Extracted data entries.
━━━━━━━━━━━━━━━━━━━━━━━━━━━━━━
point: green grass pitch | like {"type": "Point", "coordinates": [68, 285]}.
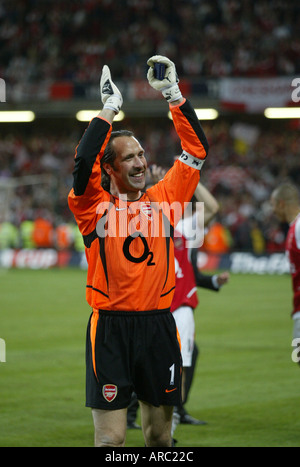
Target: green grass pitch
{"type": "Point", "coordinates": [246, 386]}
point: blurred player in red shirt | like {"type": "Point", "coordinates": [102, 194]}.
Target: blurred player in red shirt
{"type": "Point", "coordinates": [285, 202]}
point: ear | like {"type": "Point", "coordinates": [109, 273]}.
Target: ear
{"type": "Point", "coordinates": [107, 168]}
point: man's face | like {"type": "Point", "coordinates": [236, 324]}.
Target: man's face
{"type": "Point", "coordinates": [128, 174]}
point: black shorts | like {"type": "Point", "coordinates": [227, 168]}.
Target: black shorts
{"type": "Point", "coordinates": [132, 351]}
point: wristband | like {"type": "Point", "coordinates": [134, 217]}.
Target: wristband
{"type": "Point", "coordinates": [192, 161]}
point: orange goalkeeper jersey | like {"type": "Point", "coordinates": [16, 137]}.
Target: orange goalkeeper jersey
{"type": "Point", "coordinates": [129, 245]}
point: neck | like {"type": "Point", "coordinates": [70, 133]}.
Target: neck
{"type": "Point", "coordinates": [128, 196]}
{"type": "Point", "coordinates": [292, 213]}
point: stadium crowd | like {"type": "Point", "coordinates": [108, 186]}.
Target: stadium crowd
{"type": "Point", "coordinates": [47, 41]}
{"type": "Point", "coordinates": [244, 165]}
{"type": "Point", "coordinates": [51, 41]}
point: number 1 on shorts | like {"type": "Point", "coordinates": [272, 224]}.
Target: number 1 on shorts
{"type": "Point", "coordinates": [172, 370]}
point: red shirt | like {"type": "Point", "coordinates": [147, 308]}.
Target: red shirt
{"type": "Point", "coordinates": [185, 286]}
{"type": "Point", "coordinates": [293, 254]}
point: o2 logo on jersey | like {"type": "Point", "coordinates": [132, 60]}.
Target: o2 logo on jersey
{"type": "Point", "coordinates": [147, 254]}
{"type": "Point", "coordinates": [296, 351]}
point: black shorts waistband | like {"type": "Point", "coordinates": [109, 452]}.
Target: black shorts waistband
{"type": "Point", "coordinates": [133, 313]}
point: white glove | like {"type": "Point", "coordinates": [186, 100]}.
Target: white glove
{"type": "Point", "coordinates": [169, 85]}
{"type": "Point", "coordinates": [110, 94]}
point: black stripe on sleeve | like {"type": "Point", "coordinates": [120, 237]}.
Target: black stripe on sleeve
{"type": "Point", "coordinates": [190, 114]}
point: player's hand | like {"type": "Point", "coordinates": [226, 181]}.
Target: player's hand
{"type": "Point", "coordinates": [169, 85]}
{"type": "Point", "coordinates": [110, 94]}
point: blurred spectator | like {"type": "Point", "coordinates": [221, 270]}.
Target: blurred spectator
{"type": "Point", "coordinates": [211, 38]}
{"type": "Point", "coordinates": [241, 177]}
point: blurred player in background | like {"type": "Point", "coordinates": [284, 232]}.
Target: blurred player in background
{"type": "Point", "coordinates": [132, 340]}
{"type": "Point", "coordinates": [185, 298]}
{"type": "Point", "coordinates": [285, 202]}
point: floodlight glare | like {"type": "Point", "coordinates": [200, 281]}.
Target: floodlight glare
{"type": "Point", "coordinates": [282, 112]}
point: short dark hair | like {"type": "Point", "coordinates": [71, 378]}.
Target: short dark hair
{"type": "Point", "coordinates": [110, 155]}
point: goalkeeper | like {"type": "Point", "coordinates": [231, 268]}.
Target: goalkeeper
{"type": "Point", "coordinates": [132, 341]}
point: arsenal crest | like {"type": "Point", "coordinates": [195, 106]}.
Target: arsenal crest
{"type": "Point", "coordinates": [109, 392]}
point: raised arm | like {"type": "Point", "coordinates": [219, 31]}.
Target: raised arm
{"type": "Point", "coordinates": [87, 191]}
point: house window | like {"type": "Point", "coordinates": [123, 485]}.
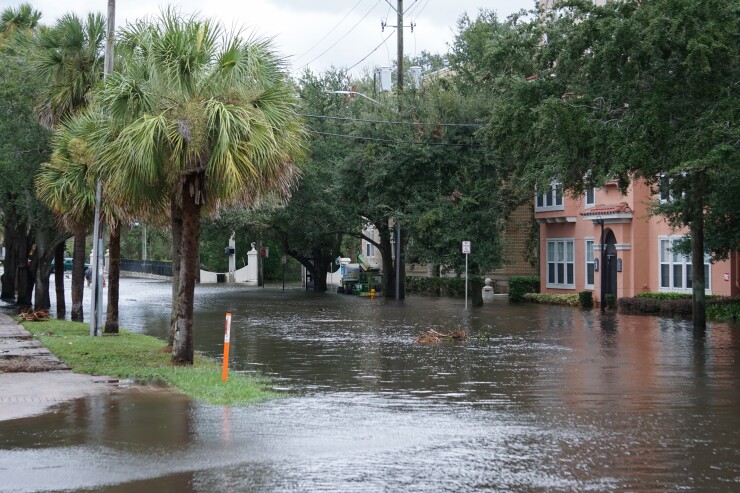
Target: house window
{"type": "Point", "coordinates": [590, 273]}
{"type": "Point", "coordinates": [676, 269]}
{"type": "Point", "coordinates": [551, 200]}
{"type": "Point", "coordinates": [590, 197]}
{"type": "Point", "coordinates": [560, 264]}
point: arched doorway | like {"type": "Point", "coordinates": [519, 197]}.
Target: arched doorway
{"type": "Point", "coordinates": [610, 263]}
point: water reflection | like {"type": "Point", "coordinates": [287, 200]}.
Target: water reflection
{"type": "Point", "coordinates": [538, 398]}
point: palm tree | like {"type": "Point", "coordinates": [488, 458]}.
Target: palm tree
{"type": "Point", "coordinates": [70, 56]}
{"type": "Point", "coordinates": [22, 18]}
{"type": "Point", "coordinates": [206, 116]}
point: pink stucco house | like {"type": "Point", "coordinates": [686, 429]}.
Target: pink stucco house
{"type": "Point", "coordinates": [637, 257]}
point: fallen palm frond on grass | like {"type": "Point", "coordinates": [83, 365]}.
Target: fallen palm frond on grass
{"type": "Point", "coordinates": [432, 336]}
{"type": "Point", "coordinates": [140, 357]}
{"type": "Point", "coordinates": [27, 364]}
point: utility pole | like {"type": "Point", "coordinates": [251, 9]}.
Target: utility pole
{"type": "Point", "coordinates": [96, 301]}
{"type": "Point", "coordinates": [399, 54]}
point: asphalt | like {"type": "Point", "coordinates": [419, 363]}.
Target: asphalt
{"type": "Point", "coordinates": [33, 380]}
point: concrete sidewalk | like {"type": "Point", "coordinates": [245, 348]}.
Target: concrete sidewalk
{"type": "Point", "coordinates": [38, 380]}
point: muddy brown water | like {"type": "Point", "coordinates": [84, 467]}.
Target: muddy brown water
{"type": "Point", "coordinates": [538, 398]}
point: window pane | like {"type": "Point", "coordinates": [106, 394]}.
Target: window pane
{"type": "Point", "coordinates": [678, 276]}
{"type": "Point", "coordinates": [665, 247]}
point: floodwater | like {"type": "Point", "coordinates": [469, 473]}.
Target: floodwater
{"type": "Point", "coordinates": [538, 398]}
━━━━━━━━━━━━━━━━━━━━━━━━━━━━━━
Drop the images; return the entries above exactly as they appear.

Your solution.
point: green grass pitch | like {"type": "Point", "coordinates": [68, 285]}.
Target: green grass pitch
{"type": "Point", "coordinates": [246, 386]}
point: blurred player in red shirt | like {"type": "Point", "coordinates": [102, 194]}.
Target: blurred player in red shirt
{"type": "Point", "coordinates": [285, 202]}
point: ear | like {"type": "Point", "coordinates": [109, 273]}.
Target: ear
{"type": "Point", "coordinates": [107, 168]}
point: man's face | like {"type": "Point", "coordinates": [236, 324]}.
Target: man's face
{"type": "Point", "coordinates": [128, 174]}
point: black shorts | like {"type": "Point", "coordinates": [227, 168]}.
Target: black shorts
{"type": "Point", "coordinates": [132, 351]}
point: wristband | like {"type": "Point", "coordinates": [134, 217]}.
Target: wristband
{"type": "Point", "coordinates": [192, 161]}
point: orange goalkeeper jersey | like {"type": "Point", "coordinates": [16, 137]}.
Target: orange goalkeeper jersey
{"type": "Point", "coordinates": [129, 245]}
point: neck | like {"type": "Point", "coordinates": [70, 133]}.
Target: neck
{"type": "Point", "coordinates": [128, 196]}
{"type": "Point", "coordinates": [292, 213]}
point: stadium crowd | like {"type": "Point", "coordinates": [108, 186]}.
Target: stadium crowd
{"type": "Point", "coordinates": [47, 41]}
{"type": "Point", "coordinates": [244, 165]}
{"type": "Point", "coordinates": [51, 41]}
point: number 1 on shorts | like {"type": "Point", "coordinates": [272, 224]}.
Target: number 1 on shorts
{"type": "Point", "coordinates": [172, 370]}
point: red shirt | like {"type": "Point", "coordinates": [147, 308]}.
Target: red shirt
{"type": "Point", "coordinates": [185, 286]}
{"type": "Point", "coordinates": [293, 254]}
point: o2 logo on jersey | like {"type": "Point", "coordinates": [132, 60]}.
Target: o2 logo on jersey
{"type": "Point", "coordinates": [147, 254]}
{"type": "Point", "coordinates": [296, 351]}
point: black shorts waistband | like {"type": "Point", "coordinates": [109, 452]}.
Target: black shorts waistband
{"type": "Point", "coordinates": [133, 313]}
point: white glove | like {"type": "Point", "coordinates": [186, 100]}.
Target: white glove
{"type": "Point", "coordinates": [169, 85]}
{"type": "Point", "coordinates": [110, 94]}
point: black stripe on sleeve | like {"type": "Point", "coordinates": [120, 237]}.
Target: black stripe on sleeve
{"type": "Point", "coordinates": [190, 114]}
point: player's hand | like {"type": "Point", "coordinates": [226, 181]}.
Target: player's hand
{"type": "Point", "coordinates": [169, 85]}
{"type": "Point", "coordinates": [110, 94]}
point: blurred spectator | like {"type": "Point", "coordinates": [221, 270]}.
Target: blurred spectator
{"type": "Point", "coordinates": [211, 38]}
{"type": "Point", "coordinates": [241, 177]}
point: blurred player in background | like {"type": "Point", "coordinates": [284, 232]}.
Target: blurred player in background
{"type": "Point", "coordinates": [132, 340]}
{"type": "Point", "coordinates": [185, 298]}
{"type": "Point", "coordinates": [285, 202]}
point: floodlight glare | like {"type": "Point", "coordinates": [200, 281]}.
Target: floodlight glare
{"type": "Point", "coordinates": [282, 112]}
point: short dark hair | like {"type": "Point", "coordinates": [71, 378]}.
Target: short dark hair
{"type": "Point", "coordinates": [110, 155]}
point: goalkeeper | like {"type": "Point", "coordinates": [231, 268]}.
Target: goalkeeper
{"type": "Point", "coordinates": [132, 341]}
point: arsenal crest | like {"type": "Point", "coordinates": [195, 106]}.
Target: arsenal crest
{"type": "Point", "coordinates": [109, 392]}
point: raised arm | like {"type": "Point", "coordinates": [219, 31]}.
Target: raised arm
{"type": "Point", "coordinates": [87, 191]}
point: house window | like {"type": "Point", "coordinates": [123, 485]}.
Target: house window
{"type": "Point", "coordinates": [590, 273]}
{"type": "Point", "coordinates": [676, 269]}
{"type": "Point", "coordinates": [551, 200]}
{"type": "Point", "coordinates": [590, 197]}
{"type": "Point", "coordinates": [560, 264]}
point: arched doorway | like {"type": "Point", "coordinates": [519, 197]}.
Target: arched doorway
{"type": "Point", "coordinates": [610, 263]}
point: water reflection | like {"type": "Point", "coordinates": [287, 200]}.
Target: water reflection
{"type": "Point", "coordinates": [538, 398]}
point: palm tree | like {"type": "Point", "coordinates": [488, 458]}.
Target: palm tree
{"type": "Point", "coordinates": [70, 56]}
{"type": "Point", "coordinates": [22, 18]}
{"type": "Point", "coordinates": [206, 116]}
point: pink stucco house | like {"type": "Point", "coordinates": [686, 429]}.
Target: pink stucco house
{"type": "Point", "coordinates": [637, 257]}
point: fallen palm frond on grass | like {"type": "Point", "coordinates": [83, 365]}.
Target: fallen palm frond on grass
{"type": "Point", "coordinates": [432, 336]}
{"type": "Point", "coordinates": [140, 357]}
{"type": "Point", "coordinates": [27, 364]}
point: utility pole | like {"type": "Point", "coordinates": [251, 9]}.
Target: utility pole
{"type": "Point", "coordinates": [96, 301]}
{"type": "Point", "coordinates": [399, 54]}
point: asphalt | like {"type": "Point", "coordinates": [419, 363]}.
Target: asphalt
{"type": "Point", "coordinates": [33, 380]}
point: concrete sidewalk | like {"type": "Point", "coordinates": [245, 348]}.
Target: concrete sidewalk
{"type": "Point", "coordinates": [38, 380]}
point: muddy brown water | like {"type": "Point", "coordinates": [84, 467]}.
Target: muddy brown water
{"type": "Point", "coordinates": [538, 398]}
point: window pane | like {"type": "Point", "coordinates": [106, 394]}.
Target: window pane
{"type": "Point", "coordinates": [678, 276]}
{"type": "Point", "coordinates": [665, 247]}
point: floodwater | like {"type": "Point", "coordinates": [469, 473]}.
Target: floodwater
{"type": "Point", "coordinates": [538, 398]}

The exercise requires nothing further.